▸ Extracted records
════

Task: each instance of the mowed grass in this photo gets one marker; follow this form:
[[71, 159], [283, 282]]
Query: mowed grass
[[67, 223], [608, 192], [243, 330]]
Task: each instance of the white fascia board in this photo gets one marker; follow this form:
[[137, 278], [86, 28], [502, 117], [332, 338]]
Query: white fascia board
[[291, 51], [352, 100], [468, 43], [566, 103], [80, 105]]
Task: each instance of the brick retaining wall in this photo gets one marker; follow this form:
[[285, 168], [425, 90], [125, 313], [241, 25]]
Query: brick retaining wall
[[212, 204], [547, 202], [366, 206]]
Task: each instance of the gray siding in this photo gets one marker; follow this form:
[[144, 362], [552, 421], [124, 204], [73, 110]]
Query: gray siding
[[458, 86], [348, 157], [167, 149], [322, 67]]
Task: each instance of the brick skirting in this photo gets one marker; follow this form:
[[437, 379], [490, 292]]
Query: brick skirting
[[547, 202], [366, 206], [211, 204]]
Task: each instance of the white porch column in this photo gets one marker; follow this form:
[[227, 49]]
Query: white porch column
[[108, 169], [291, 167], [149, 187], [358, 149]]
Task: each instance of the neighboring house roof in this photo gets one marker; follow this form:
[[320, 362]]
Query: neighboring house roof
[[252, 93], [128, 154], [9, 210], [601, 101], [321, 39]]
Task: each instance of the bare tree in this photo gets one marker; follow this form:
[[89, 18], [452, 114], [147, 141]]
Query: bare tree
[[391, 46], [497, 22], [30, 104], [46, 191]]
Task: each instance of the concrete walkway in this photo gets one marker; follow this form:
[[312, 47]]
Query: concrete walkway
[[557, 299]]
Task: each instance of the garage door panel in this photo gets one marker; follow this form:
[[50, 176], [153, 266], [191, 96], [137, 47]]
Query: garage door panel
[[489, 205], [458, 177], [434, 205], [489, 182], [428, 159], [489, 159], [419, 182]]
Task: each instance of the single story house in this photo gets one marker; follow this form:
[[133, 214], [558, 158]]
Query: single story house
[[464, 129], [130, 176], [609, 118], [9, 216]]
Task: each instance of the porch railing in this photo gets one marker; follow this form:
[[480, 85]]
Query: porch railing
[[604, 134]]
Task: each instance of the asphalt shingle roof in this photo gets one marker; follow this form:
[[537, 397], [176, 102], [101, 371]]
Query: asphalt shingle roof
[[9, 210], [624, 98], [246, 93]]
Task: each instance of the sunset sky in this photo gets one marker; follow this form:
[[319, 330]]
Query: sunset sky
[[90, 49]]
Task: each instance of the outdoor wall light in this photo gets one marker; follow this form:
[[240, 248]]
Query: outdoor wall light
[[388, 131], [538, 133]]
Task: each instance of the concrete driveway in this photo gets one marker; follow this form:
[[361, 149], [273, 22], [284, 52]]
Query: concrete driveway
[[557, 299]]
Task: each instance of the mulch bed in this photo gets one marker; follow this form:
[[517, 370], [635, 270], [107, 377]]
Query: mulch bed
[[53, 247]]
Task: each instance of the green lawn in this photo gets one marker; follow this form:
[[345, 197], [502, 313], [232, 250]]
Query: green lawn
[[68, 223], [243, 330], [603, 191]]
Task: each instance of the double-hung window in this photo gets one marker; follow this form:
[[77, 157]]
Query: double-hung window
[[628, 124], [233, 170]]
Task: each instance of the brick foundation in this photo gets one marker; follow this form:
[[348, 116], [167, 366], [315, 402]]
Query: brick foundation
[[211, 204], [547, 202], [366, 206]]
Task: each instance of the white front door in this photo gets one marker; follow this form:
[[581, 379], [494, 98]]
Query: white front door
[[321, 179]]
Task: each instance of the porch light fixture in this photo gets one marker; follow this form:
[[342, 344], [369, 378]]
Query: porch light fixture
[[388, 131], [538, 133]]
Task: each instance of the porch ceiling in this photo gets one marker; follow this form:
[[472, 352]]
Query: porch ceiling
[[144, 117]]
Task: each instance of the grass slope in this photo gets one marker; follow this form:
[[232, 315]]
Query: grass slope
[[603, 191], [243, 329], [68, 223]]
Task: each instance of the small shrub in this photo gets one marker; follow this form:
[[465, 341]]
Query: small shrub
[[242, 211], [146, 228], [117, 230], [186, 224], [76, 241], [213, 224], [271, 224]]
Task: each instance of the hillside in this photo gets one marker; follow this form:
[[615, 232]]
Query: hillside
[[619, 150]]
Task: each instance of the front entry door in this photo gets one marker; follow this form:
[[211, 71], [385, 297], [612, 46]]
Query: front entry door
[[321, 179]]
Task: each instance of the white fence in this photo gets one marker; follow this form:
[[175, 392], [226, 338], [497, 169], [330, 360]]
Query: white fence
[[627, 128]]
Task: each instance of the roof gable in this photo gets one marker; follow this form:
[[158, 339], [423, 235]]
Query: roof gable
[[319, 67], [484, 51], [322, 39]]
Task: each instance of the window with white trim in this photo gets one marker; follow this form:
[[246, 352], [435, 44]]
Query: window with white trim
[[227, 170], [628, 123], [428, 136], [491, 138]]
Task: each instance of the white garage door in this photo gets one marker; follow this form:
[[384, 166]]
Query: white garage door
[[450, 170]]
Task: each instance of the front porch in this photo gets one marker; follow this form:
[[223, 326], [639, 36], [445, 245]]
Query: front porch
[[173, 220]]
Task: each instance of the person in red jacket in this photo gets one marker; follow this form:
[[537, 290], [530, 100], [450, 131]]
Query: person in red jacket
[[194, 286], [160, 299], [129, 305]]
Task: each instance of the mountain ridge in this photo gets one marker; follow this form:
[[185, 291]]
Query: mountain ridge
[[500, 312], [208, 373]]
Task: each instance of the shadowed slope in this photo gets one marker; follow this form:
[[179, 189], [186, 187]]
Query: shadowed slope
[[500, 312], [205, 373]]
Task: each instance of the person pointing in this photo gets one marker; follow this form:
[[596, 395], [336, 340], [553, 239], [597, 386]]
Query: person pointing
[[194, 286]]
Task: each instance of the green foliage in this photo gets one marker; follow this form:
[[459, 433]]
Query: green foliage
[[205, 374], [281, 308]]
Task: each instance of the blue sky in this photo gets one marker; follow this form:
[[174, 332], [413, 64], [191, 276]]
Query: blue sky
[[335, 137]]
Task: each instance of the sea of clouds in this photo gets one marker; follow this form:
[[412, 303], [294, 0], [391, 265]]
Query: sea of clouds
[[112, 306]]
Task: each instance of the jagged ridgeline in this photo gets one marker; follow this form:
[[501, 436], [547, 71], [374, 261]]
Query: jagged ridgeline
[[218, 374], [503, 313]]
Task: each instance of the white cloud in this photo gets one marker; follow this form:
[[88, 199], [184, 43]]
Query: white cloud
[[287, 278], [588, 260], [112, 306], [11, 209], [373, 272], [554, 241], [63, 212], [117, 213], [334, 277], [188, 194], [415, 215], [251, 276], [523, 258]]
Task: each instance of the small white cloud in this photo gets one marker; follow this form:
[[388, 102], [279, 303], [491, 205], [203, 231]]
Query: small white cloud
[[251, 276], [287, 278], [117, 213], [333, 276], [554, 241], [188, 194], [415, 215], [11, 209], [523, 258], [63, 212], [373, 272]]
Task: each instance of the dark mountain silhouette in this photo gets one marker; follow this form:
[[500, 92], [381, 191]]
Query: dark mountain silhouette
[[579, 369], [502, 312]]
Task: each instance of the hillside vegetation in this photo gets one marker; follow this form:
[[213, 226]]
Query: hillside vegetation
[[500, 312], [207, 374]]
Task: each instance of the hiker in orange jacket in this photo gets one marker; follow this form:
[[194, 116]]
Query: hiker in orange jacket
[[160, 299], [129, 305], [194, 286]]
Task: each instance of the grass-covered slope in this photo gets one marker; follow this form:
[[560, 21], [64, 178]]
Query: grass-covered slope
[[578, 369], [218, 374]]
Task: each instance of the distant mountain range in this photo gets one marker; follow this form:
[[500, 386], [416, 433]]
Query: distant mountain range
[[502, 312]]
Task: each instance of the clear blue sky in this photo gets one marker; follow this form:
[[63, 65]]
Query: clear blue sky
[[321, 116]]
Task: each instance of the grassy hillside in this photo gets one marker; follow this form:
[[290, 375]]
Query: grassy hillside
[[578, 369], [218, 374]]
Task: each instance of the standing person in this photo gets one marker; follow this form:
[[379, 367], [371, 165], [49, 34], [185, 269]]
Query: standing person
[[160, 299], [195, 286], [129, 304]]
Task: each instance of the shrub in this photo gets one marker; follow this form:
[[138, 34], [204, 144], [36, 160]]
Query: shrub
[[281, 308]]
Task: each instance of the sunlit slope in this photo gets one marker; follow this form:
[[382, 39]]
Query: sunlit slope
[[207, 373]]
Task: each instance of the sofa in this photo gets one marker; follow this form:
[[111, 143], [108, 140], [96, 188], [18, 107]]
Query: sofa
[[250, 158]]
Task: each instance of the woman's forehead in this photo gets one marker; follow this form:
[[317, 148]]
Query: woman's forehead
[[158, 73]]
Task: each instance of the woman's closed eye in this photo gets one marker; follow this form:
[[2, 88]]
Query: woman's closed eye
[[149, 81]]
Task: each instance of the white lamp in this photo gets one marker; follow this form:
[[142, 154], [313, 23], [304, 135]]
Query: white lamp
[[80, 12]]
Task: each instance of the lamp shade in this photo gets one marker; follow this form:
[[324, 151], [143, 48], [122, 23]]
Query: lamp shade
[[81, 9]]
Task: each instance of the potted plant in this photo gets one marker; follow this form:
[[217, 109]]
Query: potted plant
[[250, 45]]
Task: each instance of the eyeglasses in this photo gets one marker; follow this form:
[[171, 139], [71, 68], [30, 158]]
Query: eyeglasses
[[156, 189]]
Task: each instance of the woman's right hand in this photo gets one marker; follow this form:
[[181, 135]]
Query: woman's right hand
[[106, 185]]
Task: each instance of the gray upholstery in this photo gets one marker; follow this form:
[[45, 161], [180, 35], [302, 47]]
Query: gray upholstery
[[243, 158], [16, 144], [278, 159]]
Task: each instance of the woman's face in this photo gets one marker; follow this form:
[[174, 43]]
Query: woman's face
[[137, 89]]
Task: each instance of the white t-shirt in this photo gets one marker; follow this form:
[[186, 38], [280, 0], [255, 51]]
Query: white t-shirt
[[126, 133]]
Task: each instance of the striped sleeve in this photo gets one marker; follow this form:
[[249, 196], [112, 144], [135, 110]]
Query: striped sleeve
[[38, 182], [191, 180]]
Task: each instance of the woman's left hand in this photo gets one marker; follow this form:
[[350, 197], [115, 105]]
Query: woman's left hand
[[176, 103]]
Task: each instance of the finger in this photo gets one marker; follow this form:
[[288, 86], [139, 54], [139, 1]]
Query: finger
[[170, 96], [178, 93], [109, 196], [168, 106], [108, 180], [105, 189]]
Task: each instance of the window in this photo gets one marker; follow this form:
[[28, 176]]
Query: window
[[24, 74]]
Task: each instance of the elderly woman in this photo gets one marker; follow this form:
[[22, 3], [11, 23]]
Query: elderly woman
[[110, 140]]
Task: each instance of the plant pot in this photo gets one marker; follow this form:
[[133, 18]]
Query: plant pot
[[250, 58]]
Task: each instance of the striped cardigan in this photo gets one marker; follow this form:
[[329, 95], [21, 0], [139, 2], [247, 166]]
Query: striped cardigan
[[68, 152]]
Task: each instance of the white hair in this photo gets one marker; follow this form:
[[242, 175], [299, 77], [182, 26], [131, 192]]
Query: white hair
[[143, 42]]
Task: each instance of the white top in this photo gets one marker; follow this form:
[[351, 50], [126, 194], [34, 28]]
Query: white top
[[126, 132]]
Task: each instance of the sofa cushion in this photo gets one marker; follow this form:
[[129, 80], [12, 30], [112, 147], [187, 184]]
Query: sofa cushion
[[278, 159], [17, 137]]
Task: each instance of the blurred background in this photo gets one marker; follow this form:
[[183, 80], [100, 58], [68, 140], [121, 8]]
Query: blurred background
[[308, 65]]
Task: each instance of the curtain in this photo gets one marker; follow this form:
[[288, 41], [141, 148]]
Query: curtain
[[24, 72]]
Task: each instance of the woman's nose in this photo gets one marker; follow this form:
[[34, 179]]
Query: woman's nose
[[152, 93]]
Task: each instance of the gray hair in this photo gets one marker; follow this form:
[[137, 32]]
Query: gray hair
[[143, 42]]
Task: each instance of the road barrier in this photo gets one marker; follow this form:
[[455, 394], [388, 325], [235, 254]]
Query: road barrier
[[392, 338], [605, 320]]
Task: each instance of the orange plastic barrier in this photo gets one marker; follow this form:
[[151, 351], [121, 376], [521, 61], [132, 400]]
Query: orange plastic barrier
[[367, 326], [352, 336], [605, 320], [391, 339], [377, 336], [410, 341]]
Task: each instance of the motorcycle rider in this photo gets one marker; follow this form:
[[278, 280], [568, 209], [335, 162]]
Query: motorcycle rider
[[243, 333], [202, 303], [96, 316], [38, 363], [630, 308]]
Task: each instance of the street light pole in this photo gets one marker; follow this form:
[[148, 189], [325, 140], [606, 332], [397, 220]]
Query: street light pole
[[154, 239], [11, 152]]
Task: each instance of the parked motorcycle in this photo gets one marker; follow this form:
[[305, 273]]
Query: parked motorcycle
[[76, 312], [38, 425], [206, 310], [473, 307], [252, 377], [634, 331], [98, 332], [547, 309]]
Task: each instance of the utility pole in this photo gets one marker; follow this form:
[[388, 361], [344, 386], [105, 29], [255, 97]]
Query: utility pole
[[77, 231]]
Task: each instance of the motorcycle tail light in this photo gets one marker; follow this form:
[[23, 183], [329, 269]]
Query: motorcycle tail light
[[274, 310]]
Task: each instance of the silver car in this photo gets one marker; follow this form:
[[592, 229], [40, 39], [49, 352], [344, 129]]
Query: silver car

════

▸ Aim
Reproduce the items from the line containing "Task: each instance of the front porch" up to and including the line containing "[[335, 137]]", switching "shadowed slope" to "shaded slope" and keeping everything else unchanged.

▸ Result of this task
Task: each instance of the front porch in this photo gets one marker; follow this form:
[[223, 326], [639, 36], [445, 245]]
Query: front porch
[[173, 220]]
Task: each instance of the person in red jacket in this photo gets one marker; follow this form:
[[537, 290], [530, 100], [450, 131]]
Query: person in red jacket
[[194, 286], [160, 299], [129, 305]]
Task: each instance of the mountain ridge in this photo gets one marker; follow this form:
[[185, 291]]
Query: mountain ridge
[[500, 312], [208, 373]]
Task: each instance of the shaded slope in this photo gets one marker; follow this form:
[[179, 189], [186, 187]]
Query: shaded slope
[[500, 312], [205, 373]]
Task: each instance of the person pointing in this photo gets one marker; follow this form:
[[596, 395], [336, 340], [553, 239], [597, 386]]
Query: person pointing
[[194, 286]]
Task: each instance of the green foliage in this photo gets one marker; follow this form:
[[459, 433]]
Query: green foliage
[[205, 374], [281, 308]]
Task: each instance of the blue sky in this photo gets one marker; follow this form:
[[174, 332], [413, 64], [191, 276]]
Query: blue sky
[[335, 137]]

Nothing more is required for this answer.